Segment Open
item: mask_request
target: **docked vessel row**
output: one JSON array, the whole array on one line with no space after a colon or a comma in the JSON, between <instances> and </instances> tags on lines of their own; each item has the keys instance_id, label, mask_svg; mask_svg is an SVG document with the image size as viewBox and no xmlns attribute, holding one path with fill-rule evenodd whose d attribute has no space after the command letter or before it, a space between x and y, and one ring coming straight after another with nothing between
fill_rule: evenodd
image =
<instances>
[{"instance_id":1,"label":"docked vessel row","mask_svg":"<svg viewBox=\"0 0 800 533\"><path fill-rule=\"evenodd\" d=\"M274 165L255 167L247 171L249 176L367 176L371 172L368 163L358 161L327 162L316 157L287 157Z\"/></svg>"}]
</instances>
Segment Closed
Your answer should be every entry above, repeated exactly.

— Task response —
item: mask_request
target: **docked vessel row**
output: one JSON array, the whole array on one line with no space after a colon or a comma in the JSON, between <instances> and </instances> tags on lines of their own; each item has the keys instance_id, label, mask_svg; mask_svg is an SVG document with the image size as viewBox and no xmlns attribute, holding one path with fill-rule evenodd whose d attribute has no space after the command letter or before it, a space between x and y, and one ring coming straight after another with nothing between
fill_rule: evenodd
image =
<instances>
[{"instance_id":1,"label":"docked vessel row","mask_svg":"<svg viewBox=\"0 0 800 533\"><path fill-rule=\"evenodd\" d=\"M274 165L255 167L247 171L249 176L367 176L371 172L368 163L358 161L327 162L316 157L287 157Z\"/></svg>"}]
</instances>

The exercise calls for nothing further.